### Task requirements
Beginning with the line in which "Could you point to the cluster of stamens" appears, transcribe each line word for word until the records end. Do not include pictures.

### Given information
========================================
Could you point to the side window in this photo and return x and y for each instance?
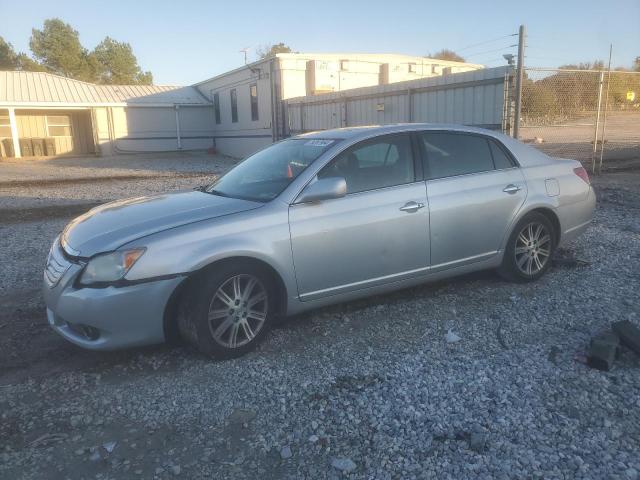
(382, 162)
(500, 158)
(450, 154)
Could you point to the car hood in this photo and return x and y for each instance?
(113, 224)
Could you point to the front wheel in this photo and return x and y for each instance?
(230, 311)
(529, 249)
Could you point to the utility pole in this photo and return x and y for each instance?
(245, 50)
(519, 78)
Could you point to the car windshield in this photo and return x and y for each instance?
(264, 175)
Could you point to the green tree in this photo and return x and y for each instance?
(10, 60)
(446, 54)
(8, 56)
(117, 64)
(57, 47)
(271, 50)
(28, 64)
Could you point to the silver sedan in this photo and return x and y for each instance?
(312, 220)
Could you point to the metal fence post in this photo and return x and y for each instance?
(595, 130)
(606, 108)
(519, 79)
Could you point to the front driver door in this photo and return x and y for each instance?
(377, 233)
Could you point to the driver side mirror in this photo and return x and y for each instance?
(324, 189)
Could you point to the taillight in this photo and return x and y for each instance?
(582, 173)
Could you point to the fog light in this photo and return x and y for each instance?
(90, 333)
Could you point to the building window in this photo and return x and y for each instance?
(5, 126)
(253, 94)
(234, 106)
(216, 107)
(58, 125)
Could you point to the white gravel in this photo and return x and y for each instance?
(374, 383)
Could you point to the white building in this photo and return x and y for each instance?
(237, 112)
(43, 114)
(247, 102)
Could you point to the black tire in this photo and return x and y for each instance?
(514, 265)
(194, 323)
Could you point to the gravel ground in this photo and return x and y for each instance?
(368, 389)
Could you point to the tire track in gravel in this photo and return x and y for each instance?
(53, 182)
(34, 214)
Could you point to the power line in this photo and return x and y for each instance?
(486, 41)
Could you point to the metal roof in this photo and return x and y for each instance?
(31, 89)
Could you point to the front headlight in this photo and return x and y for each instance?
(110, 267)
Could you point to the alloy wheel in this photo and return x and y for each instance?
(238, 310)
(533, 248)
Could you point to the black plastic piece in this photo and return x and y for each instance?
(603, 350)
(629, 335)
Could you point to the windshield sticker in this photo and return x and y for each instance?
(318, 143)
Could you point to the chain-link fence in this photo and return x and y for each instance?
(583, 114)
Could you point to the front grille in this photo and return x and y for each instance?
(57, 265)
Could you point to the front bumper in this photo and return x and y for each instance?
(108, 318)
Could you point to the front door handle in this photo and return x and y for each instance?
(511, 188)
(411, 207)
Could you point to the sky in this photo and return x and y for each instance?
(188, 41)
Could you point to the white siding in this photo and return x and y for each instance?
(470, 98)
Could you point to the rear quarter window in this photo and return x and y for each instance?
(452, 154)
(500, 158)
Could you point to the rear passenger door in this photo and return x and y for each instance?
(475, 189)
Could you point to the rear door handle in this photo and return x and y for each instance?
(411, 207)
(511, 188)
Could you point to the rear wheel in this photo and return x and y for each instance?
(230, 311)
(529, 249)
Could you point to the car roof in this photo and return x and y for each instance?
(525, 154)
(372, 130)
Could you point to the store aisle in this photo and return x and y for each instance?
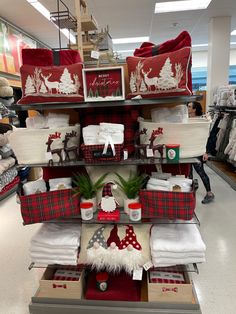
(215, 284)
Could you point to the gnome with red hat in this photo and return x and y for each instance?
(108, 202)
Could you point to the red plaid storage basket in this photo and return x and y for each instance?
(48, 205)
(167, 205)
(93, 153)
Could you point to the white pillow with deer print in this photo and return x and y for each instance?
(31, 145)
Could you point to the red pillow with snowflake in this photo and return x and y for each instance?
(164, 75)
(42, 84)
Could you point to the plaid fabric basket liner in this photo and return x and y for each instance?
(49, 205)
(89, 151)
(167, 205)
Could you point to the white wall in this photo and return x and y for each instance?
(199, 58)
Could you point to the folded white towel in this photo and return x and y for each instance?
(34, 187)
(164, 262)
(58, 235)
(90, 134)
(117, 138)
(35, 249)
(157, 188)
(161, 254)
(176, 238)
(158, 182)
(60, 184)
(46, 262)
(111, 127)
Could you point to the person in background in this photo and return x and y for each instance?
(195, 110)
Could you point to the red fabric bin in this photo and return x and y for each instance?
(49, 205)
(168, 205)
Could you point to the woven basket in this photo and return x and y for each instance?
(93, 153)
(48, 205)
(168, 205)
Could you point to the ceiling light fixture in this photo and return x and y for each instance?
(46, 13)
(130, 40)
(175, 6)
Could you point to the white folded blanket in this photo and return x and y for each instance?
(156, 254)
(6, 164)
(54, 261)
(33, 187)
(111, 127)
(157, 187)
(176, 238)
(58, 236)
(90, 134)
(165, 262)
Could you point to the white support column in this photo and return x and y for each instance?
(218, 54)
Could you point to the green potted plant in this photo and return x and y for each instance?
(84, 187)
(131, 188)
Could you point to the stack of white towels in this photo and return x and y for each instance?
(184, 184)
(56, 244)
(100, 134)
(176, 244)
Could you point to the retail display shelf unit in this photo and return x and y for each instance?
(127, 162)
(133, 102)
(42, 305)
(124, 220)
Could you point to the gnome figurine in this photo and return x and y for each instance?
(108, 202)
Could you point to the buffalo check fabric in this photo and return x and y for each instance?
(49, 205)
(166, 275)
(169, 205)
(93, 153)
(122, 115)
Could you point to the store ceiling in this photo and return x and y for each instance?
(126, 18)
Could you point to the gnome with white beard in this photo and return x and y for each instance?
(108, 202)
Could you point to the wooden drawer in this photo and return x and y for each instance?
(59, 288)
(168, 292)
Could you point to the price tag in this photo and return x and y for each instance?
(48, 155)
(149, 152)
(148, 265)
(95, 54)
(138, 274)
(126, 154)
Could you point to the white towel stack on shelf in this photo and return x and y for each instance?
(175, 244)
(185, 184)
(56, 244)
(100, 134)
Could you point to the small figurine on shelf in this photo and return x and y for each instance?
(140, 149)
(157, 147)
(51, 151)
(72, 149)
(108, 204)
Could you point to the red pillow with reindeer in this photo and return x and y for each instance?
(42, 84)
(164, 75)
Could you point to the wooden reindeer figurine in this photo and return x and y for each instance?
(57, 151)
(67, 149)
(140, 149)
(158, 147)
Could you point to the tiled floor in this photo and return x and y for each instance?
(215, 284)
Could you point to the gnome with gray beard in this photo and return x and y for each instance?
(108, 202)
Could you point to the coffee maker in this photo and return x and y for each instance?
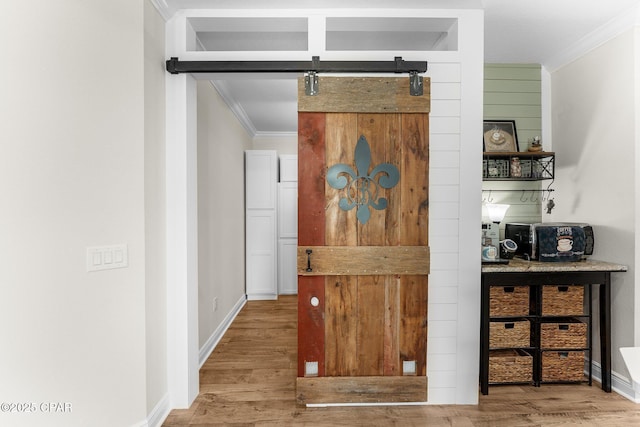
(490, 241)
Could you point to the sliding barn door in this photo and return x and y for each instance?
(363, 256)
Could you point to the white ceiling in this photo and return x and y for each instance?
(546, 32)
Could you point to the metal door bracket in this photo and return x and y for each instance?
(311, 83)
(415, 84)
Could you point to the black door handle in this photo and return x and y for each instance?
(309, 252)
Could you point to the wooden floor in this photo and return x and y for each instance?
(249, 380)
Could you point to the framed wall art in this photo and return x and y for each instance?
(500, 136)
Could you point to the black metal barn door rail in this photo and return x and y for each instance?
(398, 65)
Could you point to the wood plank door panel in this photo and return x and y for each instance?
(370, 289)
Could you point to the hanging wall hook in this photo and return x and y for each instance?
(522, 198)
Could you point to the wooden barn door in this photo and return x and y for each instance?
(363, 257)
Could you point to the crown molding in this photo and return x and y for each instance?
(236, 108)
(596, 38)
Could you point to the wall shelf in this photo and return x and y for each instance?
(518, 166)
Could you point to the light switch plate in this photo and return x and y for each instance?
(107, 257)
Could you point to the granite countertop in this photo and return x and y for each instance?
(518, 265)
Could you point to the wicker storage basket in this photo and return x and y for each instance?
(510, 334)
(510, 366)
(563, 366)
(508, 301)
(562, 300)
(563, 335)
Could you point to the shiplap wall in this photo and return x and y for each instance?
(512, 92)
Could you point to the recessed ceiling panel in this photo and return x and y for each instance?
(251, 34)
(400, 34)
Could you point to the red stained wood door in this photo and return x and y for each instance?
(363, 258)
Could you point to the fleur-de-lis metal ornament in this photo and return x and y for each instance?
(362, 187)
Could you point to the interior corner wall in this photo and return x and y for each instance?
(513, 92)
(155, 210)
(594, 137)
(72, 177)
(221, 144)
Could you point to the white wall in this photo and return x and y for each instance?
(595, 137)
(221, 144)
(455, 188)
(283, 144)
(155, 214)
(72, 176)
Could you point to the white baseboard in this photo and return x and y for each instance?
(217, 335)
(157, 415)
(619, 383)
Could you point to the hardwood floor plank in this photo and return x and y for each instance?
(249, 380)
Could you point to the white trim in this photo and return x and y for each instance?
(275, 134)
(601, 35)
(235, 107)
(158, 414)
(217, 335)
(162, 8)
(619, 383)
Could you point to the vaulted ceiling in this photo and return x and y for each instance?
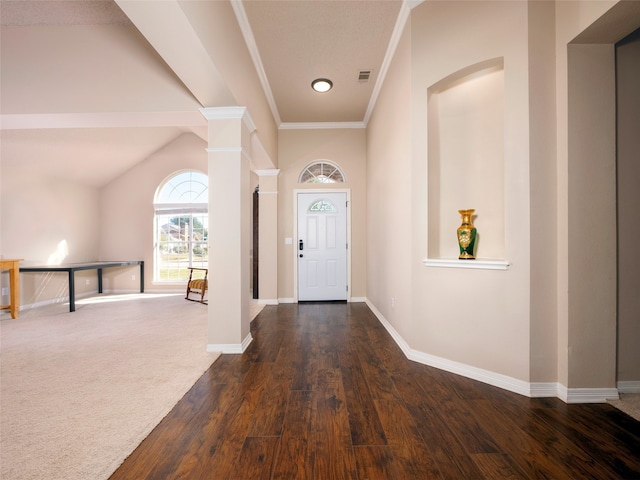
(90, 88)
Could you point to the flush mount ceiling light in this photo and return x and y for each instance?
(321, 85)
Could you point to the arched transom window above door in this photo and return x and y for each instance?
(322, 172)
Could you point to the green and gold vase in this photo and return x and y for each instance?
(467, 236)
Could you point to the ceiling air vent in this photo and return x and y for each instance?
(364, 75)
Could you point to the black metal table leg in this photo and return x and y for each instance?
(72, 292)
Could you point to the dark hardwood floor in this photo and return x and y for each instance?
(324, 393)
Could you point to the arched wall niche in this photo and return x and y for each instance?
(465, 123)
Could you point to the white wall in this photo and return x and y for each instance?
(48, 220)
(475, 317)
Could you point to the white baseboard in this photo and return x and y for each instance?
(629, 387)
(528, 389)
(230, 348)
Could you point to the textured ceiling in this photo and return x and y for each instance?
(71, 96)
(22, 13)
(299, 41)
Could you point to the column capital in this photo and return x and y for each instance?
(228, 113)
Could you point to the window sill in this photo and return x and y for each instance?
(478, 264)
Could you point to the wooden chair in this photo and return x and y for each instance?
(198, 286)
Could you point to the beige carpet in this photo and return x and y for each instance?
(79, 391)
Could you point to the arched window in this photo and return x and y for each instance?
(181, 226)
(321, 172)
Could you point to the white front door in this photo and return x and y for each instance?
(322, 246)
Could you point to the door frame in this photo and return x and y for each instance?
(319, 191)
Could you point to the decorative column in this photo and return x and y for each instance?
(229, 154)
(268, 236)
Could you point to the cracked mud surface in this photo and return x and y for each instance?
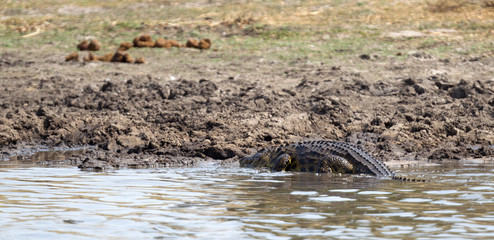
(175, 114)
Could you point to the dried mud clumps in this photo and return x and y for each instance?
(192, 43)
(140, 60)
(162, 43)
(72, 57)
(121, 56)
(83, 46)
(143, 41)
(166, 43)
(90, 57)
(125, 46)
(105, 58)
(204, 43)
(91, 45)
(94, 45)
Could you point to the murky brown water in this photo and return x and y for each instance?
(213, 202)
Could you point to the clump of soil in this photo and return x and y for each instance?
(72, 57)
(166, 43)
(94, 45)
(204, 43)
(408, 109)
(90, 57)
(125, 46)
(91, 45)
(140, 60)
(192, 43)
(143, 41)
(105, 58)
(83, 46)
(121, 56)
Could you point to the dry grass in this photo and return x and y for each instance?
(287, 24)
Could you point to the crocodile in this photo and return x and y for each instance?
(321, 157)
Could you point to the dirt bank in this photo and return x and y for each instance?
(156, 114)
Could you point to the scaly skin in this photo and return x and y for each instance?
(320, 157)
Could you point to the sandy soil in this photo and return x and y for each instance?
(172, 112)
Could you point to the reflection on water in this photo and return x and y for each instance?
(214, 202)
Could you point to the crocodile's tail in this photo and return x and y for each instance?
(406, 179)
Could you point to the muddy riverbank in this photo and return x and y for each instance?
(168, 112)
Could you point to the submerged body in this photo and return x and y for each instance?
(319, 157)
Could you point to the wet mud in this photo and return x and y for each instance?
(415, 108)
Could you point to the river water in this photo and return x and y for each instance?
(217, 202)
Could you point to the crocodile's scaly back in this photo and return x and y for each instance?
(320, 157)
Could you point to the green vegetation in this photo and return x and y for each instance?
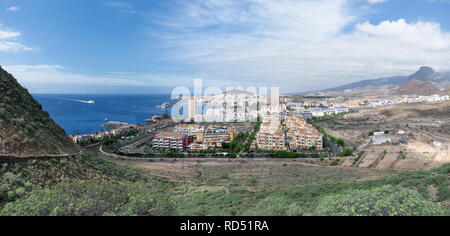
(346, 153)
(94, 186)
(24, 127)
(382, 201)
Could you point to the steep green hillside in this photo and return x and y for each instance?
(25, 129)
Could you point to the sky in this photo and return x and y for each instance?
(141, 46)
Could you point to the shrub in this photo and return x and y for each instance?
(276, 205)
(383, 201)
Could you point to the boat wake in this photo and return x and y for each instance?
(74, 100)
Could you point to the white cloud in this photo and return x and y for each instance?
(56, 74)
(47, 78)
(118, 4)
(298, 45)
(13, 8)
(8, 41)
(376, 1)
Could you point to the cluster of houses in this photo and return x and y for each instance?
(293, 134)
(408, 99)
(195, 137)
(87, 138)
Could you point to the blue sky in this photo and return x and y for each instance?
(100, 46)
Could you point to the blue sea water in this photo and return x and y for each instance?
(76, 116)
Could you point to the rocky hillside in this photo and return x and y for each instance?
(424, 80)
(25, 129)
(417, 87)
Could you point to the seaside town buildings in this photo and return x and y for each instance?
(195, 137)
(172, 140)
(292, 134)
(86, 138)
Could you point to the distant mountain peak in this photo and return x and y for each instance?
(424, 73)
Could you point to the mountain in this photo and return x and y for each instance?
(428, 74)
(417, 87)
(389, 81)
(25, 129)
(424, 74)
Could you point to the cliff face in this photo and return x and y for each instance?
(25, 129)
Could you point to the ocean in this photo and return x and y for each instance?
(76, 116)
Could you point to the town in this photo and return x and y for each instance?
(246, 127)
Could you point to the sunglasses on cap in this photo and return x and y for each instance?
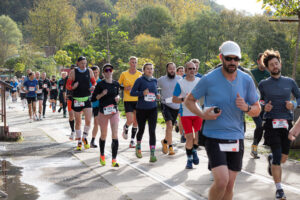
(230, 58)
(108, 70)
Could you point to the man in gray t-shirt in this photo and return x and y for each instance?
(168, 108)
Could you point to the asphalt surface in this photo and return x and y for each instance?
(52, 165)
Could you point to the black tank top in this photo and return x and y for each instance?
(83, 89)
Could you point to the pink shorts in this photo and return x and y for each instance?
(103, 119)
(191, 122)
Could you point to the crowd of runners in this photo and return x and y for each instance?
(207, 110)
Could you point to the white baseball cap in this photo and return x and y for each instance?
(230, 48)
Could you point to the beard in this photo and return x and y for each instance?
(171, 76)
(229, 68)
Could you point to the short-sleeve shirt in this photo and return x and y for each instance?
(182, 89)
(167, 86)
(220, 92)
(128, 79)
(31, 87)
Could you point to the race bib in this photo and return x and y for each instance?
(78, 104)
(150, 97)
(31, 89)
(109, 109)
(280, 123)
(230, 147)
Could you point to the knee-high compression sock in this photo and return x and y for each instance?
(114, 148)
(72, 125)
(101, 146)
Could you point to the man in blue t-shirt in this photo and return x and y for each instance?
(31, 87)
(234, 93)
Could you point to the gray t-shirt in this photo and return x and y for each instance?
(167, 86)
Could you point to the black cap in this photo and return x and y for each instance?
(107, 65)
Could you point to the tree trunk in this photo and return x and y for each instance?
(297, 49)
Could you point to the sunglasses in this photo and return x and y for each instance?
(236, 59)
(108, 70)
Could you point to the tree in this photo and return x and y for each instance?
(61, 57)
(10, 38)
(52, 23)
(286, 8)
(153, 21)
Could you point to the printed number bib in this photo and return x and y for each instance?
(280, 123)
(78, 104)
(31, 89)
(231, 147)
(150, 97)
(109, 109)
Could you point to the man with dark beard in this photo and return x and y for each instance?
(169, 109)
(276, 92)
(233, 92)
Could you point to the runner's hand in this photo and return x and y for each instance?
(268, 106)
(240, 103)
(146, 92)
(289, 105)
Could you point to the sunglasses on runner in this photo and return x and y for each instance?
(236, 59)
(108, 70)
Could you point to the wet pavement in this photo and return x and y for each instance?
(50, 163)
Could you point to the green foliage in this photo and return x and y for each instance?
(10, 38)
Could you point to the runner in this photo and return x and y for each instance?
(259, 74)
(276, 92)
(229, 93)
(14, 90)
(169, 109)
(69, 100)
(53, 93)
(62, 93)
(107, 91)
(31, 87)
(95, 106)
(40, 96)
(127, 79)
(46, 91)
(79, 82)
(145, 88)
(190, 122)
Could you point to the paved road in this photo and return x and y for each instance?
(51, 163)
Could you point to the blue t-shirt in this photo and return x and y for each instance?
(95, 104)
(218, 91)
(31, 87)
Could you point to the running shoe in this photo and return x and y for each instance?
(72, 136)
(254, 151)
(79, 147)
(125, 132)
(182, 139)
(102, 160)
(153, 159)
(280, 194)
(132, 144)
(270, 159)
(189, 164)
(164, 147)
(86, 144)
(138, 152)
(114, 163)
(195, 157)
(171, 151)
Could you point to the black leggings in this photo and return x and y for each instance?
(146, 115)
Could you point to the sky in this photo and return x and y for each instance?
(250, 6)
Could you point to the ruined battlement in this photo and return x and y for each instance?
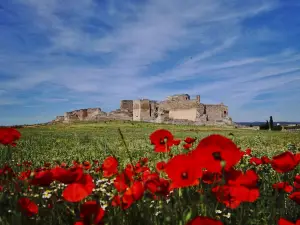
(171, 110)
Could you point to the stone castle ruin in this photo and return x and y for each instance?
(176, 109)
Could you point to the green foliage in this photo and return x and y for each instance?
(98, 140)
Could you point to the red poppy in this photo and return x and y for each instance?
(187, 146)
(162, 139)
(295, 196)
(247, 152)
(255, 161)
(67, 176)
(204, 220)
(265, 160)
(214, 149)
(283, 221)
(189, 140)
(284, 162)
(210, 178)
(110, 166)
(120, 182)
(91, 210)
(28, 207)
(86, 165)
(284, 186)
(75, 192)
(240, 187)
(160, 166)
(297, 181)
(181, 169)
(9, 136)
(42, 178)
(132, 194)
(176, 142)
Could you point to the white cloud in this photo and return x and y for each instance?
(204, 36)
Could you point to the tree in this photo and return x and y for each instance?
(271, 123)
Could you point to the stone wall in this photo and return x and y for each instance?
(183, 114)
(216, 112)
(126, 105)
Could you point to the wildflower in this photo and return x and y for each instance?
(189, 140)
(284, 162)
(91, 210)
(199, 220)
(295, 196)
(176, 142)
(79, 190)
(240, 187)
(283, 186)
(181, 170)
(110, 166)
(283, 221)
(215, 148)
(28, 207)
(162, 139)
(42, 178)
(160, 166)
(297, 181)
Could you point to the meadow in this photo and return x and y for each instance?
(91, 143)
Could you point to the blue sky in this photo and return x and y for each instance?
(58, 57)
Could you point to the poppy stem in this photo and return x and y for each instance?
(126, 147)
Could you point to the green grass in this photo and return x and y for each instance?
(90, 141)
(87, 141)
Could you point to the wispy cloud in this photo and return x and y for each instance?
(95, 53)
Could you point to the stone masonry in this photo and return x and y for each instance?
(175, 109)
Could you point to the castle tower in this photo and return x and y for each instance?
(141, 110)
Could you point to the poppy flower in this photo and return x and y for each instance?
(67, 176)
(283, 221)
(247, 152)
(295, 196)
(255, 161)
(120, 182)
(265, 160)
(189, 140)
(181, 170)
(162, 140)
(210, 178)
(86, 165)
(28, 207)
(176, 142)
(79, 190)
(42, 178)
(240, 187)
(216, 148)
(204, 220)
(187, 146)
(284, 186)
(132, 194)
(9, 136)
(91, 210)
(160, 166)
(110, 166)
(284, 162)
(297, 181)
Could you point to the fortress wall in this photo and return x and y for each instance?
(216, 112)
(126, 105)
(183, 114)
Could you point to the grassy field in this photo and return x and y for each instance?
(87, 141)
(96, 141)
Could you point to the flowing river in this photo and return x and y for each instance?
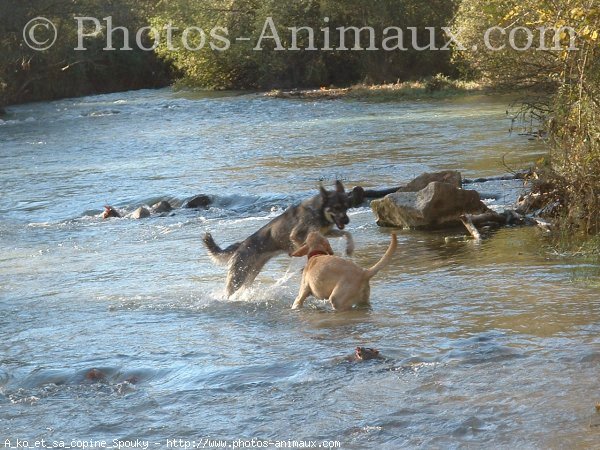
(490, 345)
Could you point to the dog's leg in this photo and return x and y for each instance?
(347, 235)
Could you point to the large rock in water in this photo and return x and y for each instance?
(452, 177)
(438, 205)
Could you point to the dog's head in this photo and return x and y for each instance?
(315, 242)
(335, 205)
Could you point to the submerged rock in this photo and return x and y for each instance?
(438, 205)
(161, 207)
(199, 201)
(140, 213)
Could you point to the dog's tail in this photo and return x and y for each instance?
(219, 255)
(385, 259)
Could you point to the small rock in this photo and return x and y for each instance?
(199, 201)
(95, 375)
(436, 206)
(140, 213)
(162, 206)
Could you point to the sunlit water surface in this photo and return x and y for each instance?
(493, 345)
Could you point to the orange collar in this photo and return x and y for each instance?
(317, 253)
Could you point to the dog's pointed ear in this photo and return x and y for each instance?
(302, 251)
(322, 191)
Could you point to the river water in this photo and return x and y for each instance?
(490, 345)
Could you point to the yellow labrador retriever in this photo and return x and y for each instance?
(330, 277)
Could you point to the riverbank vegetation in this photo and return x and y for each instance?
(566, 81)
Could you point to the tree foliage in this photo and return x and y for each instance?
(26, 74)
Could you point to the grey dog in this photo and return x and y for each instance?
(285, 234)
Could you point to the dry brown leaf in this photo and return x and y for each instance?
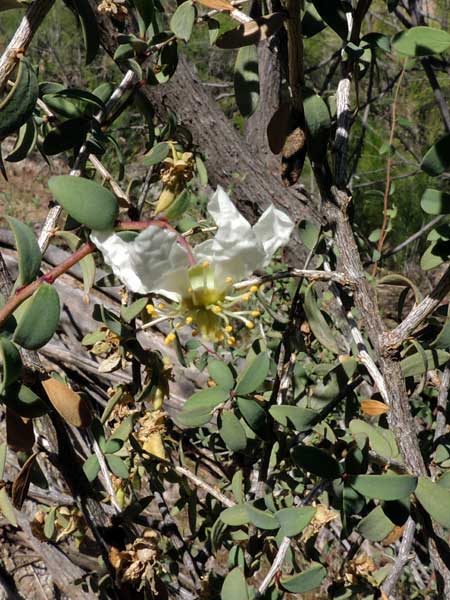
(217, 4)
(22, 482)
(70, 405)
(374, 408)
(278, 128)
(19, 432)
(251, 32)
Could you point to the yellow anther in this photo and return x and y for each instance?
(170, 338)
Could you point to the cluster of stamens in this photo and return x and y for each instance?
(208, 310)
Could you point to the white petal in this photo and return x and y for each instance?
(152, 262)
(235, 251)
(273, 230)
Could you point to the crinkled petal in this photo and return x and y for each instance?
(235, 250)
(152, 262)
(273, 230)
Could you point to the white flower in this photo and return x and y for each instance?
(199, 284)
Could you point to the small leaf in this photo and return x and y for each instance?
(197, 410)
(6, 507)
(156, 155)
(128, 313)
(221, 374)
(25, 143)
(117, 466)
(235, 586)
(183, 20)
(294, 520)
(86, 201)
(435, 499)
(316, 461)
(18, 105)
(10, 363)
(254, 415)
(435, 202)
(89, 28)
(319, 326)
(70, 405)
(421, 41)
(384, 487)
(374, 408)
(29, 253)
(437, 158)
(49, 525)
(232, 432)
(246, 80)
(38, 318)
(22, 482)
(305, 581)
(253, 375)
(300, 418)
(252, 32)
(91, 467)
(375, 526)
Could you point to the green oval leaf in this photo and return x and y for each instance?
(28, 251)
(316, 461)
(384, 487)
(235, 586)
(11, 364)
(38, 319)
(437, 158)
(197, 410)
(157, 154)
(232, 432)
(117, 466)
(253, 375)
(294, 520)
(86, 201)
(305, 581)
(301, 419)
(183, 20)
(435, 202)
(25, 143)
(246, 80)
(254, 415)
(421, 41)
(435, 499)
(221, 374)
(319, 326)
(16, 108)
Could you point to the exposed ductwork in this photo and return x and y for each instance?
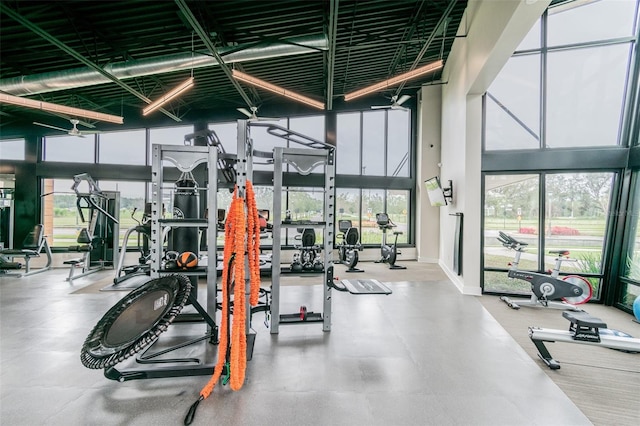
(85, 76)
========================================
### Output for this task
Could you point to the cluster of stamens in this photo and return x and y for each instance?
(208, 310)
Could you point to the white petal in this photo and return x and y for each instance?
(152, 262)
(235, 251)
(273, 230)
Could you point to the crinkled petal in this photo and return x and y for each instance?
(235, 250)
(152, 262)
(273, 230)
Could you point to the white flower in this photo and return x and y for each instance?
(199, 284)
Could you point to the small leaf in this photo and return x and y for each instance?
(197, 410)
(6, 507)
(156, 155)
(128, 313)
(221, 374)
(25, 143)
(117, 466)
(235, 586)
(183, 20)
(294, 520)
(86, 201)
(435, 499)
(316, 461)
(18, 105)
(10, 363)
(254, 415)
(435, 202)
(89, 28)
(319, 326)
(70, 405)
(421, 41)
(384, 487)
(374, 408)
(29, 253)
(437, 158)
(49, 525)
(232, 432)
(246, 80)
(38, 318)
(22, 482)
(305, 581)
(253, 375)
(300, 418)
(252, 32)
(91, 467)
(375, 526)
Could you point to the green oval leaf in this photo and return x and y for each instance?
(28, 251)
(316, 461)
(384, 487)
(235, 586)
(11, 364)
(38, 319)
(437, 158)
(197, 410)
(157, 154)
(232, 432)
(117, 466)
(253, 375)
(294, 520)
(86, 201)
(305, 581)
(301, 419)
(183, 20)
(435, 202)
(25, 143)
(246, 80)
(254, 415)
(421, 41)
(435, 499)
(221, 374)
(319, 326)
(16, 108)
Could you point to the exposed ductwork in this photo and return x and y for each instance?
(85, 76)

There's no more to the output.